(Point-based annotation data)
########

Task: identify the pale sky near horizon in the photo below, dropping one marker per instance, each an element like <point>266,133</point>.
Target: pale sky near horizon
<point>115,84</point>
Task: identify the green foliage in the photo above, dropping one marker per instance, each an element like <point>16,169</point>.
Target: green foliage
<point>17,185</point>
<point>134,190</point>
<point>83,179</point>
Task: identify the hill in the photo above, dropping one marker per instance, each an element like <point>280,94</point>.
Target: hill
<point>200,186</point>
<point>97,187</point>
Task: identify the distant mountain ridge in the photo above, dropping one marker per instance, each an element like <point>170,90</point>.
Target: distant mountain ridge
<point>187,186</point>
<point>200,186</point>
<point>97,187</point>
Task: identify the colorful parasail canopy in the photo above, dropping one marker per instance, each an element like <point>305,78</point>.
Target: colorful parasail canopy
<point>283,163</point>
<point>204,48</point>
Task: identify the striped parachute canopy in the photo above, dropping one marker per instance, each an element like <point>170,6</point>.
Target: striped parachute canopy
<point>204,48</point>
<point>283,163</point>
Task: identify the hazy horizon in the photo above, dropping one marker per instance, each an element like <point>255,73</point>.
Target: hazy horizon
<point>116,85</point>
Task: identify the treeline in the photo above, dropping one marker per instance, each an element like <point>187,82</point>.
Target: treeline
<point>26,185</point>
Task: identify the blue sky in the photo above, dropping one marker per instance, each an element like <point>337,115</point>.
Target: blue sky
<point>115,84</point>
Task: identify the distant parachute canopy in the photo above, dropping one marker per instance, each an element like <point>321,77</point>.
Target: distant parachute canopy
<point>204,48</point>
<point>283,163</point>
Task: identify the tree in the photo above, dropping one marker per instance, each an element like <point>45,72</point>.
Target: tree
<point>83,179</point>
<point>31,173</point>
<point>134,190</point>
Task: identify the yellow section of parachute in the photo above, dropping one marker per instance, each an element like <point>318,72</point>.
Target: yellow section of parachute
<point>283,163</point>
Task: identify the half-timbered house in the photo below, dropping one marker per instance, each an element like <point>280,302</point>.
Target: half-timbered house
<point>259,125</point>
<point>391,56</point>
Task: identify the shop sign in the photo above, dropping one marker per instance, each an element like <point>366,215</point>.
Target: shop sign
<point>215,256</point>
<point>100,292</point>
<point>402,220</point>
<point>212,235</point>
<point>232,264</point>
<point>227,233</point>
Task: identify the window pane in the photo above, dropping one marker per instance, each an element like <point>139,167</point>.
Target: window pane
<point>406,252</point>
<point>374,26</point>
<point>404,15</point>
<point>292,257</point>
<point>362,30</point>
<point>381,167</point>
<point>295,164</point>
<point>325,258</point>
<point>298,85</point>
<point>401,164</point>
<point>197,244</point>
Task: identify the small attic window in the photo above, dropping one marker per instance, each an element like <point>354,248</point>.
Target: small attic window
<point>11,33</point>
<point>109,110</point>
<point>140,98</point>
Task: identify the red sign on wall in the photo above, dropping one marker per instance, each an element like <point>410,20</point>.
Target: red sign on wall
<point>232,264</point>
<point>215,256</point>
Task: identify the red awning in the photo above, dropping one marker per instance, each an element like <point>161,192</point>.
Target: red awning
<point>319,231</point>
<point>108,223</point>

########

Starting at the line that has "Task: identify the small" and continuing through the last of the rows, write those lines out again with "attic window" swapped for "dormer window", changing nothing else.

Task: identify the small dormer window in the photo above, dropping one marker per instance, each an element like <point>354,248</point>.
Target: small dormer window
<point>11,33</point>
<point>109,110</point>
<point>140,98</point>
Task: identify the red sign on wall in the photo above, dropping one marker per instance, each an element like <point>410,20</point>.
Target: red sign on wall
<point>232,264</point>
<point>215,256</point>
Task: identify the red awning in the photo above, dropping one marker per instance, each an element like <point>161,192</point>.
Target: red awning
<point>319,231</point>
<point>108,223</point>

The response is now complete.